:: SELECTION

Philanthropy

A Conversation with Management Consultant and Author Steve Zimmerman (Part 2 of 2)

The Spectrum Nonprofit Services founder and author talks to Michael E. Hartmann about nonprofit sustainability as an orientation and not a destination, and the states of nonprofitdom overall and philanthropy in particular.


Steve Zimmerman founded Spectrum Nonprofit Services, a management consulting firm for nonprofit organizations, in Milwaukee in 2007. With a Yale M.B.A. and experience from working at community-based nonprofit groups as a director of development, chief financial officer, and associate director, he has helped hundreds of nonprofits around the country better sustain their financial viability in order to maximize the impact they have in pursuing their missions.

Zimmerman is co-author, with Jeanne Bell and Jan Masaoka, of 2010’s Nonprofit Sustainability: Making Strategic Decisions for Financial Viability and, with Bell, 2014’s The Sustainability Mindset: Using the Matrix Map to Make Strategic Decisions.

His experience with leading some and then helping so many other nonprofits facing familiar or unique challenges is wide, and his knowledge of various ways in which to try doing so is deep. His is an open and analytic mind, matched with a welcoming, consensus-building nature.

Zimmerman was kind enough to join me for a conversation last week. In the first of two parts of our discussion, which is here, we talk about his career and clientele, strategic plans and business plans as “a luxury,” and the proper relationship between donor influence on a nonprofit and its mission.

::::

SHORT TASK 1: Using the introduction to the Steve Zimmerman conversation, say whether each statement agrees with it: (a) Spectrum Nonprofit Services was founded in Milwaukee in 2007; (b) Zimmerman wrote The Sustainability Mindset without a co-author; (c) the conversation took place last month. Answer yes or no for each, and quote the words that decide it.

:: SOURCE RECORDS

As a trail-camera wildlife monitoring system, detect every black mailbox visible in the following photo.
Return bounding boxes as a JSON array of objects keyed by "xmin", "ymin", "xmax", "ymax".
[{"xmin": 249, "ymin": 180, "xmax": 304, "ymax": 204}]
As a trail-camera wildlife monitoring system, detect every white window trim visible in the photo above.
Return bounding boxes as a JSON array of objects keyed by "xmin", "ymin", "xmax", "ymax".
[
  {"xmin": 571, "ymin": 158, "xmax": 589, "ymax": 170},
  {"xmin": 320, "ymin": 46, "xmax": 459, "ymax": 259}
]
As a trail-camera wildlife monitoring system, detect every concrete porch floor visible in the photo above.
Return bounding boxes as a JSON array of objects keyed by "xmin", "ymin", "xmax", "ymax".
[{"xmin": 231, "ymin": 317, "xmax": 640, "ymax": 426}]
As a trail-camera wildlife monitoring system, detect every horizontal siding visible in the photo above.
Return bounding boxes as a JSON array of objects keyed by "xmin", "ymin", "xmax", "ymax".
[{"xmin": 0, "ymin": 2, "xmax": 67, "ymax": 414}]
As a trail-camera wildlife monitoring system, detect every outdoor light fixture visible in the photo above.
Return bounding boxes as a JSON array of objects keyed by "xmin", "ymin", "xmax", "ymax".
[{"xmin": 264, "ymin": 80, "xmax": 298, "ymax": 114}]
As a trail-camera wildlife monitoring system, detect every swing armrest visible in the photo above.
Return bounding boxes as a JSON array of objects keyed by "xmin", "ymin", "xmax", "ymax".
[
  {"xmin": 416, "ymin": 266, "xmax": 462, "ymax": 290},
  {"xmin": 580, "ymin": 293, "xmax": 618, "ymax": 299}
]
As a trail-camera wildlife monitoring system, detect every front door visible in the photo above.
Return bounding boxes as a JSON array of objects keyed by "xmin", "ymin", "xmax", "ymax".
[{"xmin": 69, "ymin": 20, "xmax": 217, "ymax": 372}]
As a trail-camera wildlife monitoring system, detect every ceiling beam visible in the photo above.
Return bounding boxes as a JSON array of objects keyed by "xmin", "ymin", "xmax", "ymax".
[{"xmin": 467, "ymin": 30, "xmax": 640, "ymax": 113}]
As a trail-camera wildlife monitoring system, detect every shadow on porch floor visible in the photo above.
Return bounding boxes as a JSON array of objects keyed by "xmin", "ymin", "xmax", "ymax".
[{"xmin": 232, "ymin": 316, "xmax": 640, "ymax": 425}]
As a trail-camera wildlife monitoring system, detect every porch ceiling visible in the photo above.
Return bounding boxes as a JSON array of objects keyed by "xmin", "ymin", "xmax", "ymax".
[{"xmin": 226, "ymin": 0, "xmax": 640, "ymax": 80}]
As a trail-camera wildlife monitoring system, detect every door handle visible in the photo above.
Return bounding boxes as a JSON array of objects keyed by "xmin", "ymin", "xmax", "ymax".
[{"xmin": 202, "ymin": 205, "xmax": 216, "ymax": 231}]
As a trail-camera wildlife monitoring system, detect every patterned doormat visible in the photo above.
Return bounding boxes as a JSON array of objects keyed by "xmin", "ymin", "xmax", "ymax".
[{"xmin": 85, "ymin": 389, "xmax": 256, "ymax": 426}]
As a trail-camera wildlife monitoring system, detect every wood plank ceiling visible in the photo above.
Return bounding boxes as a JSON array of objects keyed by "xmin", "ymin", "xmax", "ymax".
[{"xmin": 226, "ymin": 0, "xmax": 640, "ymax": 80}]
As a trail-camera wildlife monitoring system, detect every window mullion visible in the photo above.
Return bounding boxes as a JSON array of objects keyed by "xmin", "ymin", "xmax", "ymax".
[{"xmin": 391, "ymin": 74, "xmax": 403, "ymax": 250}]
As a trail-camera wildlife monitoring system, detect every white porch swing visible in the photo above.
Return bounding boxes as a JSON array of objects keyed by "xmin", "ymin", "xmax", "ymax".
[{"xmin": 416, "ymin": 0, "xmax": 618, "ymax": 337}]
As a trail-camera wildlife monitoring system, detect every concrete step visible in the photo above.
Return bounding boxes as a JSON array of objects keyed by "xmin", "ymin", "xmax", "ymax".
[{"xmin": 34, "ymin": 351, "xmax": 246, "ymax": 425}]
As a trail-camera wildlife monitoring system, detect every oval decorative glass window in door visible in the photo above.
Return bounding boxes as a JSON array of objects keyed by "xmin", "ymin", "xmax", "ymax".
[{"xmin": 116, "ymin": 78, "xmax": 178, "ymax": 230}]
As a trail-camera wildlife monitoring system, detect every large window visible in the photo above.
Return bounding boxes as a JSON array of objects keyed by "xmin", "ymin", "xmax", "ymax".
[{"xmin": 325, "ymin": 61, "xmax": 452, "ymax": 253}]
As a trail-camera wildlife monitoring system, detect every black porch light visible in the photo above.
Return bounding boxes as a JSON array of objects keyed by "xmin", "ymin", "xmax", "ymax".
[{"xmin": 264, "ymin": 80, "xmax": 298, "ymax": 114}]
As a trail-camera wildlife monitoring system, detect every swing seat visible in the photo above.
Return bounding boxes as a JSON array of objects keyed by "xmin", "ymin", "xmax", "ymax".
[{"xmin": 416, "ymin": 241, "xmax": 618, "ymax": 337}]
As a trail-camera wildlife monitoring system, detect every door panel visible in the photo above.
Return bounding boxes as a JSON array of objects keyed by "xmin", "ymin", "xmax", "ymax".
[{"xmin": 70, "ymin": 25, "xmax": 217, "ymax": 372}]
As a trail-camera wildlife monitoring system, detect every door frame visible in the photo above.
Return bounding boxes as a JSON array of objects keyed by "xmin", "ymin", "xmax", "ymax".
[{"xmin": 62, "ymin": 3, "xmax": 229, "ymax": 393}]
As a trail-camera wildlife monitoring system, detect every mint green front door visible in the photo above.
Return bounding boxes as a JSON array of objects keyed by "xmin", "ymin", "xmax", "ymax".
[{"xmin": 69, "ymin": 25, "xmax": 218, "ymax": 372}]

::::

SHORT TASK 2: Collect every line of the rows that contains the string "front".

RIGHT ANSWER 1:
(a) Yes: "founded Spectrum Nonprofit Services, a management consulting firm for nonprofit organizations, in Milwaukee in 2007"
(b) No: "with Bell, 2014’s The Sustainability Mindset"
(c) No: "join me for a conversation last week"

RIGHT ANSWER 2:
As a trail-camera wildlife monitoring system, detect every front door visible in the photo above.
As a trail-camera wildlife monitoring system, detect every mint green front door visible in the photo above.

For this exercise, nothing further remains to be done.